He took the infant first, snatching her out of her crib and crushing her skull with his bare hand. Then her mother followed with an earsplitting sound and then the store clerk. I was paralyzed by fear and my stomach hurt something awful. I tried praying, but the words couldn’t come out – and it didn’t help that I was not a religious guy. But if there was a god, I wanted him/her/it to hear me at that moment.

 

He’d finished everybody in the coffee shop and started walking out. I was behind the drink cooler when he looked back and caught me trying to run to the back room. He moved like the wind in a tornado. I was barely able to shut the door and bolt it, but it was for nigh – he only kicked it three times before the steel door came tumbling down on top of me. Long story short, it was the first time I died and felt pain in a dream. But now, I had remembered how I woke up just as he plunged that cold and golden steel through my trachea.

 

I had spent the day before revved up on Red Bull and chain smoked like a thief in an interrogation room filled with veteran sleuths. I had been researching for my writing group about the worst action movies of all time. So, you know this necessitated a visit to YouTube and long hours watching crappy foreign film trailers. But, as you all must already know, I ended up veering to the weird side of the net. And I must have watched a hundred gigabytes or more of what I can only label unadulterated mayhem.

Data to examine:
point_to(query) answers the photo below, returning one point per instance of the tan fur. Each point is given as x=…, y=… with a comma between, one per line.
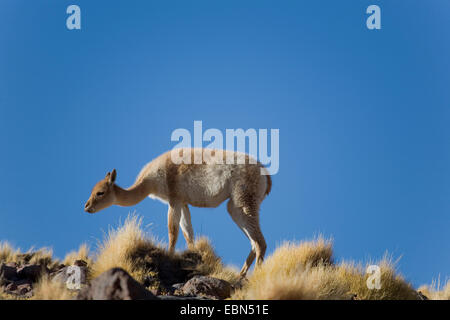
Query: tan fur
x=202, y=185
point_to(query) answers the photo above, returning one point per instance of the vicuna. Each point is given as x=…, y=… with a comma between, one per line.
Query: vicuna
x=201, y=185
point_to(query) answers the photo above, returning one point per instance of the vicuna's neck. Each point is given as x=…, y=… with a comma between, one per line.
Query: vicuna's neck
x=133, y=195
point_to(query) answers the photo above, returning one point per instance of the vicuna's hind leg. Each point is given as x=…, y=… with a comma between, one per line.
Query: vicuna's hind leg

Brief:
Please print, without any changes, the part of the dream excerpt that opens with the words containing "He took the" and closes with "at that moment.".

Your solution:
He took the infant first, snatching her out of her crib and crushing her skull with his bare hand. Then her mother followed with an earsplitting sound and then the store clerk. I was paralyzed by fear and my stomach hurt something awful. I tried praying, but the words couldn’t come out – and it didn’t help that I was not a religious guy. But if there was a god, I wanted him/her/it to hear me at that moment.